→ **WHAT TO DO**
Write the records out again, precisely as they stand.

Saved entries
════════════════

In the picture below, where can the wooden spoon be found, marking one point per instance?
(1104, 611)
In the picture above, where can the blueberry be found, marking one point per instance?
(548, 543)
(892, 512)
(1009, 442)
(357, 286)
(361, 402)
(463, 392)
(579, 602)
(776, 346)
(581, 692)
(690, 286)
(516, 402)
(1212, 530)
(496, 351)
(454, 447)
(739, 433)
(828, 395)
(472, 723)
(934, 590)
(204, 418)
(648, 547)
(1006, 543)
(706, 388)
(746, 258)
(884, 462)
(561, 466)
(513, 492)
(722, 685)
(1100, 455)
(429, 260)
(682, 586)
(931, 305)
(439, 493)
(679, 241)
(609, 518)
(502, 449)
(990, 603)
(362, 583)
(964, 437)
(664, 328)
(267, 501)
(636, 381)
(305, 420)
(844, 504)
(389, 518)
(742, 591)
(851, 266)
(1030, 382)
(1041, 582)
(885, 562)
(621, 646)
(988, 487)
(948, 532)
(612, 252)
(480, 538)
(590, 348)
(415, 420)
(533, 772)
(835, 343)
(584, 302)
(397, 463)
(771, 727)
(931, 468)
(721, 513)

════════════════

→ **RESULT FOR THIS EXERCISE**
In the picture below, where can the wooden spoon be found, marking one point per instance?
(1104, 611)
In the picture above, where can the blueberry be found, marking one point per instance?
(548, 543)
(892, 512)
(1009, 442)
(357, 286)
(361, 402)
(463, 392)
(579, 602)
(776, 346)
(581, 692)
(690, 286)
(516, 402)
(1212, 530)
(496, 351)
(454, 447)
(739, 433)
(828, 395)
(472, 723)
(934, 590)
(204, 418)
(648, 547)
(1006, 543)
(706, 388)
(746, 258)
(884, 462)
(561, 466)
(513, 492)
(722, 685)
(1100, 455)
(429, 260)
(682, 586)
(931, 305)
(439, 493)
(679, 241)
(609, 518)
(502, 449)
(990, 603)
(362, 583)
(964, 437)
(664, 328)
(267, 501)
(636, 381)
(305, 420)
(844, 504)
(389, 518)
(742, 591)
(851, 266)
(1030, 382)
(1041, 582)
(885, 562)
(621, 646)
(988, 487)
(948, 532)
(612, 252)
(480, 538)
(590, 348)
(415, 420)
(533, 772)
(835, 343)
(584, 302)
(397, 463)
(771, 727)
(931, 468)
(721, 513)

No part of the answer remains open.